Text segment
........

Persian literature

Kelileh va Demneh Persian manuscript copy dated 1429, depicts the Jackal trying to lead the Lion astray. Topkapi Palace Museum in Istanbul, Turkey.
A scene from the Shahnameh describing the valour of Rustam

Persian literature[a] comprises oral compositions and written texts in the Persian language and is one of the world's oldest literatures.[1][2][3] It spans over two-and-a-half millennia. Its sources have been within Greater Iran including present-day Iran, Iraq, Afghanistan, the Caucasus, and Turkey, regions of Central Asia (such as Tajikistan), South Asia and the Balkans where the Persian language has historically been either the native or official language.

........

Given information

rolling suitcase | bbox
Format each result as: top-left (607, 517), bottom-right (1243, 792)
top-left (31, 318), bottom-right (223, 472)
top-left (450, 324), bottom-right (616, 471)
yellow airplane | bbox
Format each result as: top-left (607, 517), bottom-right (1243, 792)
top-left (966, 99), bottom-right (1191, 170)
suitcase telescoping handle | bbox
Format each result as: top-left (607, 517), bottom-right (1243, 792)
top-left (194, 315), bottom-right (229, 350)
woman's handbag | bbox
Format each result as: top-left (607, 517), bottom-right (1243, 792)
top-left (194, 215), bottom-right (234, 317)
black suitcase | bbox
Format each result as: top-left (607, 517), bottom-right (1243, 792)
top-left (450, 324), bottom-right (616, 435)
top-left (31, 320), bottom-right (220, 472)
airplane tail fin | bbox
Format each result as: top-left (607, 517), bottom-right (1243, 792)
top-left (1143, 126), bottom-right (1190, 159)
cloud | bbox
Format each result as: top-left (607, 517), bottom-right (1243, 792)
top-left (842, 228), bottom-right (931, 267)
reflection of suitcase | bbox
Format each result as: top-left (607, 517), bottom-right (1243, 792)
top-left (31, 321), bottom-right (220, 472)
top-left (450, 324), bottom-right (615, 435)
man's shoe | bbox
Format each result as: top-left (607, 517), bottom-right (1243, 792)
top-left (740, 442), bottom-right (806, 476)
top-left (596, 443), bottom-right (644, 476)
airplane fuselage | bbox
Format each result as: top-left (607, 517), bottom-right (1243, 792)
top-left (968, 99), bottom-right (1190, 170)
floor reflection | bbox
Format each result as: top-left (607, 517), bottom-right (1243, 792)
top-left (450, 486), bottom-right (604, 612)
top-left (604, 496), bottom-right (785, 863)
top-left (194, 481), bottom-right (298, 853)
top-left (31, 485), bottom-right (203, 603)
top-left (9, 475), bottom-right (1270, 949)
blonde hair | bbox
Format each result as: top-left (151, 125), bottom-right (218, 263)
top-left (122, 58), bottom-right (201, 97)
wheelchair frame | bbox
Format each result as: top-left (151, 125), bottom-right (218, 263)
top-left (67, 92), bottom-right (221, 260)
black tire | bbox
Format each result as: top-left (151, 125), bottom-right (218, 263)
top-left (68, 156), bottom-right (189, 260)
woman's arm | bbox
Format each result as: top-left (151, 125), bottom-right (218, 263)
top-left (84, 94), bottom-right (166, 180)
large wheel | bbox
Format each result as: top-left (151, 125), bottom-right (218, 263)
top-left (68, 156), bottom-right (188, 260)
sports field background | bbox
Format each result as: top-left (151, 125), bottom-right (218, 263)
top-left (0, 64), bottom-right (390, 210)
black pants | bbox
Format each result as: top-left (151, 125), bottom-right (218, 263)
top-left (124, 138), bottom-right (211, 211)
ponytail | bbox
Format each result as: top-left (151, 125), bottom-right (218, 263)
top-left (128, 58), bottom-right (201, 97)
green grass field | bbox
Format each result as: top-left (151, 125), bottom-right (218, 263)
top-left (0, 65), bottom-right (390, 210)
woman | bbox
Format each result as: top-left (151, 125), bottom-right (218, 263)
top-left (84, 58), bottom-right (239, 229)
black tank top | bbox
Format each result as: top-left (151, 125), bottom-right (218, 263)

........

To be done
A - In the entries, begin at the line that has "airplane tail fin | bbox" and stop after the line that has "top-left (842, 228), bottom-right (931, 267)". Give those lines again with "cloud" switched to "sky", leaving everything else unchanged.
B - Pick up the text on Persian literature after its last sentence and continue it.

The replies
A -
airplane tail fin | bbox
Format each result as: top-left (607, 517), bottom-right (1243, 792)
top-left (1143, 126), bottom-right (1190, 159)
sky | bbox
Format each result as: top-left (607, 517), bottom-right (1243, 792)
top-left (842, 228), bottom-right (931, 267)

B -
For example, Rumi, one of the best-loved Persian poets, born in Balkh (in modern-day Afghanistan) or Wakhsh (in modern-day Tajikistan), wrote in Persian and lived in Konya (in modern-day Turkey), at that time the capital of the Seljuks in Anatolia. The Ghaznavids conquered large territories in Central and South Asia and adopted Persian as their court language. There is thus Persian literature from Iran, Mesopotamia, Azerbaijan, the wider Caucasus, Turkey, Pakistan, Bangladesh, India, Tajikistan and other parts of Central Asia, as well as the Balkans. Not all Persian literature is written in Persian, as some consider works written by ethnic Persians or Iranians in other languages, such as Greek and Arabic, to be included.

At the same time, not all literature written in Persian is written by ethnic Persians or Iranians, as Turkic, Caucasian, Indic and Slavic poets and writers have also used the Persian language in the environment of Persianate cultures.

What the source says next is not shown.